PROMPT:
Filter the records below and copy out every line that contains the string "jersey". The match is case-sensitive.

GIVEN DATA:
● ● ●

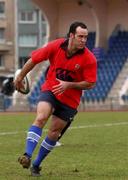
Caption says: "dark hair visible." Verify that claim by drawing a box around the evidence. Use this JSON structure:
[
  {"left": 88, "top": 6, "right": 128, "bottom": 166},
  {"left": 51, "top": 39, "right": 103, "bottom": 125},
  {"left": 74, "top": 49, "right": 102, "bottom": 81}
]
[{"left": 67, "top": 22, "right": 87, "bottom": 37}]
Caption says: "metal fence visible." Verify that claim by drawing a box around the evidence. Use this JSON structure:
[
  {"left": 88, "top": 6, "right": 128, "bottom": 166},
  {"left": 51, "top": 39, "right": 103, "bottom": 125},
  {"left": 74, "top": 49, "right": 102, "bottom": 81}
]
[{"left": 0, "top": 94, "right": 128, "bottom": 112}]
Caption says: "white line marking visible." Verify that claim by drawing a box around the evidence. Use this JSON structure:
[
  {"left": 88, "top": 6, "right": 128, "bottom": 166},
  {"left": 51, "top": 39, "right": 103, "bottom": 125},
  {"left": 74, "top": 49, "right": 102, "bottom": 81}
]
[{"left": 0, "top": 122, "right": 128, "bottom": 136}]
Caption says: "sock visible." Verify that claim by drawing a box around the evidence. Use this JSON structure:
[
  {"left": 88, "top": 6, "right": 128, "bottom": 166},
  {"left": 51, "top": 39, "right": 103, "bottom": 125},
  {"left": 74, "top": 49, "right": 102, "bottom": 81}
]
[
  {"left": 25, "top": 125, "right": 42, "bottom": 157},
  {"left": 33, "top": 137, "right": 56, "bottom": 167}
]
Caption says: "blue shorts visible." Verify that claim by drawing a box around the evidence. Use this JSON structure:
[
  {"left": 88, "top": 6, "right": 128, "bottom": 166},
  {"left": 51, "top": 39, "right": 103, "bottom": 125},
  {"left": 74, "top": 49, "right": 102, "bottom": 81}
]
[{"left": 38, "top": 91, "right": 77, "bottom": 122}]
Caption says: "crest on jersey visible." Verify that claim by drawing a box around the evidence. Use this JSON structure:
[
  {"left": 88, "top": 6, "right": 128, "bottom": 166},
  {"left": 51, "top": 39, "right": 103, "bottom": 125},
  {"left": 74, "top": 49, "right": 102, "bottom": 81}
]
[{"left": 75, "top": 64, "right": 80, "bottom": 70}]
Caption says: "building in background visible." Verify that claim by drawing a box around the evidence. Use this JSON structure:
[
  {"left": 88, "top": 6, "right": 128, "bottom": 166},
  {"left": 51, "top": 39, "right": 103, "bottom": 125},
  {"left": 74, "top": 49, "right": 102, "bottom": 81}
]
[
  {"left": 0, "top": 0, "right": 15, "bottom": 87},
  {"left": 15, "top": 0, "right": 48, "bottom": 69},
  {"left": 0, "top": 0, "right": 48, "bottom": 90}
]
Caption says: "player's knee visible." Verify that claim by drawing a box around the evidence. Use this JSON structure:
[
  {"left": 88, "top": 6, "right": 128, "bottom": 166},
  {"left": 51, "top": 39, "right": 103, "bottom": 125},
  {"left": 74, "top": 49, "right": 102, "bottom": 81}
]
[
  {"left": 48, "top": 130, "right": 60, "bottom": 140},
  {"left": 34, "top": 114, "right": 48, "bottom": 128}
]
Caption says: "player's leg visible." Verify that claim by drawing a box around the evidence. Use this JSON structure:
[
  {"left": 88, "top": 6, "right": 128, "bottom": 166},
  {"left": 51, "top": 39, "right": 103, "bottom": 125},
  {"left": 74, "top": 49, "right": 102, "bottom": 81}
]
[
  {"left": 18, "top": 101, "right": 53, "bottom": 168},
  {"left": 56, "top": 121, "right": 72, "bottom": 147},
  {"left": 31, "top": 116, "right": 67, "bottom": 176},
  {"left": 31, "top": 103, "right": 77, "bottom": 176},
  {"left": 58, "top": 121, "right": 72, "bottom": 141}
]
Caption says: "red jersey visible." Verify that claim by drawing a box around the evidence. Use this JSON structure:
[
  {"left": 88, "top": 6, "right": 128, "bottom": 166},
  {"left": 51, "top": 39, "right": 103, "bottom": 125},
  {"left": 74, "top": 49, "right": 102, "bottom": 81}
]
[{"left": 31, "top": 39, "right": 97, "bottom": 108}]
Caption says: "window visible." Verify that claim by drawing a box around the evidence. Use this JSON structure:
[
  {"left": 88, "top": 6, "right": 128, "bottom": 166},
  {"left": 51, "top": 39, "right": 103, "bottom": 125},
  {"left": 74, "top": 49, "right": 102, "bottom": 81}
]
[
  {"left": 0, "top": 55, "right": 4, "bottom": 68},
  {"left": 0, "top": 2, "right": 5, "bottom": 18},
  {"left": 19, "top": 11, "right": 37, "bottom": 24},
  {"left": 19, "top": 35, "right": 37, "bottom": 47},
  {"left": 0, "top": 28, "right": 5, "bottom": 43}
]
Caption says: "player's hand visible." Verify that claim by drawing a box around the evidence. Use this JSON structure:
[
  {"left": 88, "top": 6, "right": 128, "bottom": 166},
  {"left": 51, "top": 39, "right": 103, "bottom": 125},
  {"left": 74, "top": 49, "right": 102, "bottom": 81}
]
[
  {"left": 13, "top": 76, "right": 24, "bottom": 91},
  {"left": 52, "top": 79, "right": 70, "bottom": 95}
]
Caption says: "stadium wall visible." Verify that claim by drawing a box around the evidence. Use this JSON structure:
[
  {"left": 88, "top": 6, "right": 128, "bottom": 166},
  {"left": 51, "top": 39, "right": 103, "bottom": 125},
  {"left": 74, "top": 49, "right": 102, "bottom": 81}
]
[{"left": 33, "top": 0, "right": 128, "bottom": 47}]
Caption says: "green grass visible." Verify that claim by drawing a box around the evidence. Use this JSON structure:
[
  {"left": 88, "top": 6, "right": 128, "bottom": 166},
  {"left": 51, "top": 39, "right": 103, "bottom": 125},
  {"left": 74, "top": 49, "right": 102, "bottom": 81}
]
[{"left": 0, "top": 112, "right": 128, "bottom": 180}]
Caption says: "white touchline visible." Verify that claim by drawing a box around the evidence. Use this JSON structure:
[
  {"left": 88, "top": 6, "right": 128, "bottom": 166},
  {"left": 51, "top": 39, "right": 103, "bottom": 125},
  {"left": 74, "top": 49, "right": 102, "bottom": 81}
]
[{"left": 0, "top": 122, "right": 128, "bottom": 136}]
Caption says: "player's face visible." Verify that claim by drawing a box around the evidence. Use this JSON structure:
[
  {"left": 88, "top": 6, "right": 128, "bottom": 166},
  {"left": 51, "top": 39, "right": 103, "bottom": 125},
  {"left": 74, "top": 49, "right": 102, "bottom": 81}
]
[{"left": 72, "top": 27, "right": 88, "bottom": 49}]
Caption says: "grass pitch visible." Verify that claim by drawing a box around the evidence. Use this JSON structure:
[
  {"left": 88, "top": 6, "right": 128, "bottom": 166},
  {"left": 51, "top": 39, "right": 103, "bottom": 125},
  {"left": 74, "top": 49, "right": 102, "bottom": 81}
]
[{"left": 0, "top": 112, "right": 128, "bottom": 180}]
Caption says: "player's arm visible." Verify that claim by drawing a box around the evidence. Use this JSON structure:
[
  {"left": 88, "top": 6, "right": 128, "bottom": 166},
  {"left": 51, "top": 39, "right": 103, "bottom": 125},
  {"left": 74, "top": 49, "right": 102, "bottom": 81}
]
[
  {"left": 14, "top": 58, "right": 36, "bottom": 90},
  {"left": 52, "top": 79, "right": 96, "bottom": 94}
]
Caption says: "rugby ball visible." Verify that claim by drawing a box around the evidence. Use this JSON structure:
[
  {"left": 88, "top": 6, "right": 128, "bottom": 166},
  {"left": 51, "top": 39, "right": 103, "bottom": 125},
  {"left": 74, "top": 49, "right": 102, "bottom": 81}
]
[{"left": 15, "top": 69, "right": 30, "bottom": 94}]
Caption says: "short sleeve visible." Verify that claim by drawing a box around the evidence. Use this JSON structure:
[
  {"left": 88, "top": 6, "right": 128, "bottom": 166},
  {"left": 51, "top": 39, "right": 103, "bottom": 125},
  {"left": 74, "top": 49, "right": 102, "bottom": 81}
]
[
  {"left": 31, "top": 41, "right": 56, "bottom": 64},
  {"left": 83, "top": 58, "right": 97, "bottom": 83}
]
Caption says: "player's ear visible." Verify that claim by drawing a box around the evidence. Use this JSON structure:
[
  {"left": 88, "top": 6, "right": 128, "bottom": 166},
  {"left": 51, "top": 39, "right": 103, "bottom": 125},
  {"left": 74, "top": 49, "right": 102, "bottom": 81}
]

● ● ●

WRITTEN ANSWER:
Caption says: "crest on jersey visible." Verify that claim by drawing a box around the evidence. Use this JSON structure:
Caption says: "red jersey visible." Verify that claim by drawing a box around the evidence. Use this JSON structure:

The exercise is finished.